___ The data

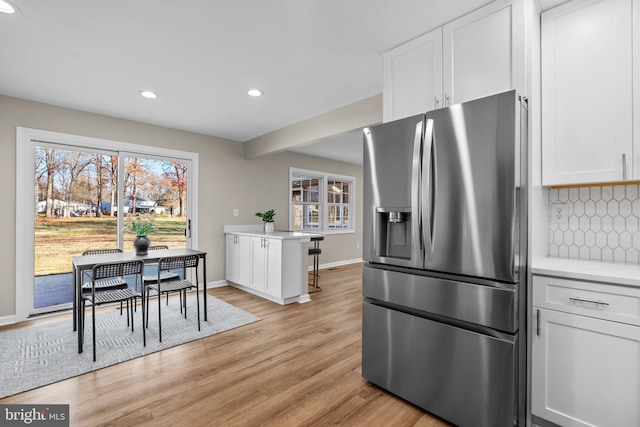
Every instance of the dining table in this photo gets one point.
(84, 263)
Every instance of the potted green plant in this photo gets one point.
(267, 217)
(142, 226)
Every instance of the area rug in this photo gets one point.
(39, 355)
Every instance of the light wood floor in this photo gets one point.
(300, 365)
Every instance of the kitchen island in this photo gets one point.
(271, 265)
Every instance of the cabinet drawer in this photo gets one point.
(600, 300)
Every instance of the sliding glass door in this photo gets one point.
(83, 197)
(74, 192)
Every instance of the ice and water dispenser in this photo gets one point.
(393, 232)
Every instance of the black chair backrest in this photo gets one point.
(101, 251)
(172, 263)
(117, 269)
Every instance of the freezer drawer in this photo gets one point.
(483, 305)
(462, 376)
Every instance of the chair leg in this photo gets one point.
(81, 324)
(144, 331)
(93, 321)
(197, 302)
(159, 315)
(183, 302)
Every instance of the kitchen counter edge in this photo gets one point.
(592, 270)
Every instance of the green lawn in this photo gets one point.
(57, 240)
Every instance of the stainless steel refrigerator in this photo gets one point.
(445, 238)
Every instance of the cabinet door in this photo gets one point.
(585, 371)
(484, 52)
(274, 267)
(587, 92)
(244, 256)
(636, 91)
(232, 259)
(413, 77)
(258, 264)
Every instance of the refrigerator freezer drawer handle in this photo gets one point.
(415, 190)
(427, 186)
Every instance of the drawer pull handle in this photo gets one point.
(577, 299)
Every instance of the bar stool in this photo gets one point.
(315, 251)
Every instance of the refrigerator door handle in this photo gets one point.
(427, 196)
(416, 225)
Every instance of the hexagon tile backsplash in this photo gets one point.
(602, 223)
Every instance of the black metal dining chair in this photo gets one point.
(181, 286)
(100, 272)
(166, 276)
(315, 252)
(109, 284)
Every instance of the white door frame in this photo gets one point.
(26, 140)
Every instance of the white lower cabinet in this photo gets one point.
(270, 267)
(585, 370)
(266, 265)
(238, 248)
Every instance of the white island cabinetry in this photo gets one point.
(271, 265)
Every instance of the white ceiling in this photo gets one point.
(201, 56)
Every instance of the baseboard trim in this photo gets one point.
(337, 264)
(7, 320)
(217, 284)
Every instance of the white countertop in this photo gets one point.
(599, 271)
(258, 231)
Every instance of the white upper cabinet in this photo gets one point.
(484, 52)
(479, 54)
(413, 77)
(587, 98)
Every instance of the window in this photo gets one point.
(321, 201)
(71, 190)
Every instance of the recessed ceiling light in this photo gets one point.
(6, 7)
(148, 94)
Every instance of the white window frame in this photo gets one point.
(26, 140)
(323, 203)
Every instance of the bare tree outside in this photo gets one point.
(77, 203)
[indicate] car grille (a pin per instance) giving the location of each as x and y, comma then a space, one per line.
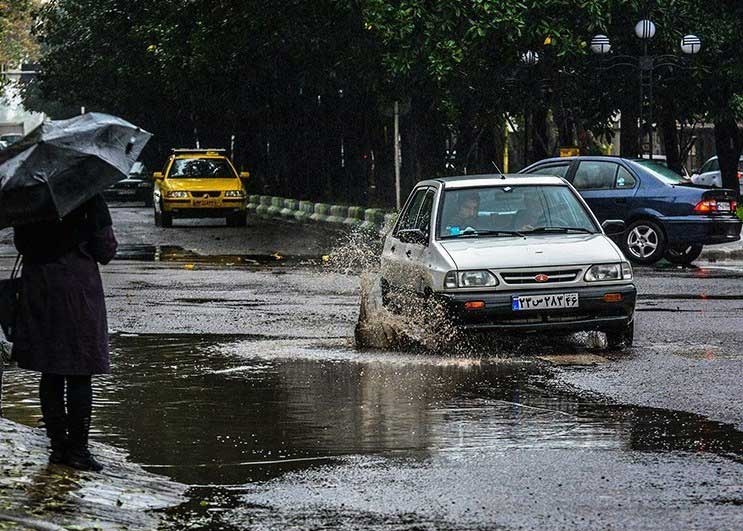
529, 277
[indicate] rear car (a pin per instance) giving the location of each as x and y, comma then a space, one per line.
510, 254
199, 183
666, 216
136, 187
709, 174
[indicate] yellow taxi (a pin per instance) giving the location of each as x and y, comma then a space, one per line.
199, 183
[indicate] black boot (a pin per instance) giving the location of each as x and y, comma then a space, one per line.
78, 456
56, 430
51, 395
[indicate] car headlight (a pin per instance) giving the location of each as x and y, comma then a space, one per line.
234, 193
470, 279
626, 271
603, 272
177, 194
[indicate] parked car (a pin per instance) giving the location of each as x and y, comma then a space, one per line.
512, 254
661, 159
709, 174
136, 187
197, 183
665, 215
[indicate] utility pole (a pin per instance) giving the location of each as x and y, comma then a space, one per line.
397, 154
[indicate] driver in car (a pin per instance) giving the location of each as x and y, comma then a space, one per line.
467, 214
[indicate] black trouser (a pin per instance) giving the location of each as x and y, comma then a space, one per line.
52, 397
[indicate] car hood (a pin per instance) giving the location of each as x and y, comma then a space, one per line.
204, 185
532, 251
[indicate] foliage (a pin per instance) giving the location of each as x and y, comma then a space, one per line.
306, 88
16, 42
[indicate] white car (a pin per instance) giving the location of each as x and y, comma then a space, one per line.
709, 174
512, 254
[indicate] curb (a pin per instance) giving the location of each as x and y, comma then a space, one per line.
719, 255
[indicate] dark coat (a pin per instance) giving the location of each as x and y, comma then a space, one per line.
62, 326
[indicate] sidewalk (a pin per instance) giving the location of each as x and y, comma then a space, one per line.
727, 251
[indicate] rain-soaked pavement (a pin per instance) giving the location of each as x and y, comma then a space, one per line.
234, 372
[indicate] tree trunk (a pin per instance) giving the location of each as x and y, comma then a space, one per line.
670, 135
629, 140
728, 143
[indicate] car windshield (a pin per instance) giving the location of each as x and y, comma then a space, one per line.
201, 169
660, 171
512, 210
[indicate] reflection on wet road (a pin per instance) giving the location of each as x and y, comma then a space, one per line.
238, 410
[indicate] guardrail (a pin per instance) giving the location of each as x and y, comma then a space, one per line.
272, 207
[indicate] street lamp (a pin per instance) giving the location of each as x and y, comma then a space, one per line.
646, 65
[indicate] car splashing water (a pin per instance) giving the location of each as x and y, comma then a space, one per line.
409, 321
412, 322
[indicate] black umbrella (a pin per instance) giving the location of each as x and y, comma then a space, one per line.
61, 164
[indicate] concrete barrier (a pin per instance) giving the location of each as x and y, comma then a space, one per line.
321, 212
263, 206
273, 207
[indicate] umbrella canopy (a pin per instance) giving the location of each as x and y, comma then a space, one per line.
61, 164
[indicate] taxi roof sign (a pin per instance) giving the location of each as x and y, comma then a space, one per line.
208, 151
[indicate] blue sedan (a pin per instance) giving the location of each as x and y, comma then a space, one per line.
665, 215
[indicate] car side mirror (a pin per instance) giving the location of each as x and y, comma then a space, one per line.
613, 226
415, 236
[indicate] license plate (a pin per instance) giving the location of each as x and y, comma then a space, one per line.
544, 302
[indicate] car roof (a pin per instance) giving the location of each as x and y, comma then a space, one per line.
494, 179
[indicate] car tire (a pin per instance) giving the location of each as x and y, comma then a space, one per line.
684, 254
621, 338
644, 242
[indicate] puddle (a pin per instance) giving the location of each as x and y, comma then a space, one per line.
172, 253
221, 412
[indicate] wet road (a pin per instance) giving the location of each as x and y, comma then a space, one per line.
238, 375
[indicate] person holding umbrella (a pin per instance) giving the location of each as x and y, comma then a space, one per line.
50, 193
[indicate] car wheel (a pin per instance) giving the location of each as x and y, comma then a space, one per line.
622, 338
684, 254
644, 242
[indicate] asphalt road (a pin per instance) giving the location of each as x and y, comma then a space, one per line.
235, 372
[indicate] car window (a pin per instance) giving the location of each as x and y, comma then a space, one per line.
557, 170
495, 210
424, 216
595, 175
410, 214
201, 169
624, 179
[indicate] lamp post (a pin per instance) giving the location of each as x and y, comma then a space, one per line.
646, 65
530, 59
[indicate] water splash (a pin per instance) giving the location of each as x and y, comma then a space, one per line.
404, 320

______

#### [Task prompt]
Could you retype exactly the lines above from the one containing "[indicate] car window" through the last line of the records, both included, and nothing else?

#### [Response below]
[indicate] car window (a pin per instance) giving the location of each as x and y, comma then a space, one per line.
557, 170
495, 210
424, 216
595, 175
410, 214
201, 169
624, 179
[indicate] lamp post (a pin per instance) giving the location of each as x and y, comma then a space, one per line.
646, 65
530, 59
[indicate] water splash (a pin per instance) giving the location of each as x and y, comma then a space, one per line.
404, 320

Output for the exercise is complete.